§ **Data section**
•••
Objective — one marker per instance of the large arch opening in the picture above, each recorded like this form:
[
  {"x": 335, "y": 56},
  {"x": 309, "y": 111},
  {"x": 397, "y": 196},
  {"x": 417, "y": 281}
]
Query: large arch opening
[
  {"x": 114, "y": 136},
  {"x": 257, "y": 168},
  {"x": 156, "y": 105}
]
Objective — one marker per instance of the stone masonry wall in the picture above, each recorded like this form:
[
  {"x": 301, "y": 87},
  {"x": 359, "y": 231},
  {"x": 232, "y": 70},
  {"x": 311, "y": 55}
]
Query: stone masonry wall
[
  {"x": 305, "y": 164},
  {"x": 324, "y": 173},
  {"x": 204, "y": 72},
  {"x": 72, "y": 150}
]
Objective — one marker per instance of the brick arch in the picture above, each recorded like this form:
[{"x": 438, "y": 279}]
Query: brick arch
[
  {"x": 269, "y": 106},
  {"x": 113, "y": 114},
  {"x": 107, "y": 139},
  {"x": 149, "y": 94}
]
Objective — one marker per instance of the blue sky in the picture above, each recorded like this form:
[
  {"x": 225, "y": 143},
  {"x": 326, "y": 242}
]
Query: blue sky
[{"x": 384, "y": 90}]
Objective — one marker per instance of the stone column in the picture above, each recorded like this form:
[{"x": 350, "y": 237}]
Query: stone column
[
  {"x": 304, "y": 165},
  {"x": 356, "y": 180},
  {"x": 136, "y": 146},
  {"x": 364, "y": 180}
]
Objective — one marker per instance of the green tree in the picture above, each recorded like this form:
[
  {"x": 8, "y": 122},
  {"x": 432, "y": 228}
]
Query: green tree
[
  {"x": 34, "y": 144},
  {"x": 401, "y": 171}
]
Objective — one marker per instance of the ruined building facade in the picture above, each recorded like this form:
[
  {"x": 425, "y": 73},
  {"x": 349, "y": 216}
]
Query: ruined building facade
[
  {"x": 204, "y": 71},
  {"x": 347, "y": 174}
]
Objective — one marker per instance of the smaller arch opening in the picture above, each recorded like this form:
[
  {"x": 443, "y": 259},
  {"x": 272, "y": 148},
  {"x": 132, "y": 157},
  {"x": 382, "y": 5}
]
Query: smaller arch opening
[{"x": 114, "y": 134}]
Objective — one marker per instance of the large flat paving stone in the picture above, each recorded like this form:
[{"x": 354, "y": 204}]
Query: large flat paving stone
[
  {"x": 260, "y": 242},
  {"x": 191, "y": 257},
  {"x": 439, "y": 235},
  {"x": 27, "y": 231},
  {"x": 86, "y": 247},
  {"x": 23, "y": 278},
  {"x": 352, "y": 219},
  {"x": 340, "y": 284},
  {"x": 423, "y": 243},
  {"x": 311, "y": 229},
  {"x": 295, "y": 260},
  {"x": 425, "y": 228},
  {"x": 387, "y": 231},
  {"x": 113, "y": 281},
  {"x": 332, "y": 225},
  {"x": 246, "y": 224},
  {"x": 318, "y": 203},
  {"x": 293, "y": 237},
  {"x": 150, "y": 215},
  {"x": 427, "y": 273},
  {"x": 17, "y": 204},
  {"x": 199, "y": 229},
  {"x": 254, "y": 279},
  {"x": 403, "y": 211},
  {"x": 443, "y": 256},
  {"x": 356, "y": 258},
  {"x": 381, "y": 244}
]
•••
§ **What this task involves**
All of the material should be written out again exactly.

§ **Answer box**
Objective — one marker per instance of the large arch opening in the picture above, each recorded like this form:
[
  {"x": 335, "y": 56},
  {"x": 309, "y": 111},
  {"x": 397, "y": 196},
  {"x": 417, "y": 281}
]
Query: large arch opening
[
  {"x": 114, "y": 136},
  {"x": 257, "y": 168},
  {"x": 156, "y": 105}
]
Objective — one marker per instance of the stone masonry wall in the picture above, each recorded like this form:
[
  {"x": 301, "y": 87},
  {"x": 359, "y": 231},
  {"x": 232, "y": 70},
  {"x": 311, "y": 55}
]
Query: stone masonry wall
[
  {"x": 305, "y": 164},
  {"x": 324, "y": 173},
  {"x": 204, "y": 72},
  {"x": 72, "y": 150}
]
Objective — one marker per instance of the brick arch in the picture above, each recorded like this form:
[{"x": 438, "y": 279}]
Query: brick arch
[
  {"x": 269, "y": 106},
  {"x": 113, "y": 114},
  {"x": 107, "y": 139},
  {"x": 149, "y": 94}
]
Objective — one marker per instance of the blue sky in the picture above, each recorded like this form:
[
  {"x": 225, "y": 143},
  {"x": 326, "y": 242}
]
Query: blue sky
[{"x": 384, "y": 90}]
Objective — one marker per instance of the stone column in the picture above, each recorded like this form:
[{"x": 350, "y": 237}]
Query: stone column
[
  {"x": 304, "y": 165},
  {"x": 356, "y": 180},
  {"x": 136, "y": 146},
  {"x": 364, "y": 180}
]
Objective — one marker per instance of the green tree in the picture above, each recorded like this form:
[
  {"x": 8, "y": 122},
  {"x": 432, "y": 228}
]
Query: green tree
[
  {"x": 34, "y": 144},
  {"x": 401, "y": 171}
]
Objective — one marker per instance of the ruined building facade in the picture above, each recorded like this form:
[
  {"x": 425, "y": 73},
  {"x": 349, "y": 216}
]
Query: ruined building facade
[
  {"x": 204, "y": 71},
  {"x": 347, "y": 174}
]
Objective — one marker per instance of the smaller arch opening in the picture above, each recorded like this form:
[
  {"x": 443, "y": 259},
  {"x": 272, "y": 148},
  {"x": 132, "y": 157},
  {"x": 382, "y": 5}
]
Query: smaller arch opening
[{"x": 114, "y": 134}]
Objective — one marker per instance of the large flat paving stone in the picture above, each recorded like this form:
[{"x": 354, "y": 204}]
Query: large flat paving stone
[
  {"x": 260, "y": 242},
  {"x": 191, "y": 257},
  {"x": 439, "y": 235},
  {"x": 27, "y": 231},
  {"x": 86, "y": 247},
  {"x": 23, "y": 278},
  {"x": 352, "y": 219},
  {"x": 340, "y": 284},
  {"x": 423, "y": 243},
  {"x": 311, "y": 229},
  {"x": 295, "y": 260},
  {"x": 425, "y": 228},
  {"x": 387, "y": 231},
  {"x": 113, "y": 281},
  {"x": 332, "y": 225},
  {"x": 246, "y": 224},
  {"x": 318, "y": 203},
  {"x": 293, "y": 237},
  {"x": 150, "y": 215},
  {"x": 427, "y": 273},
  {"x": 17, "y": 204},
  {"x": 199, "y": 229},
  {"x": 254, "y": 279},
  {"x": 403, "y": 211},
  {"x": 443, "y": 256},
  {"x": 356, "y": 258},
  {"x": 381, "y": 244}
]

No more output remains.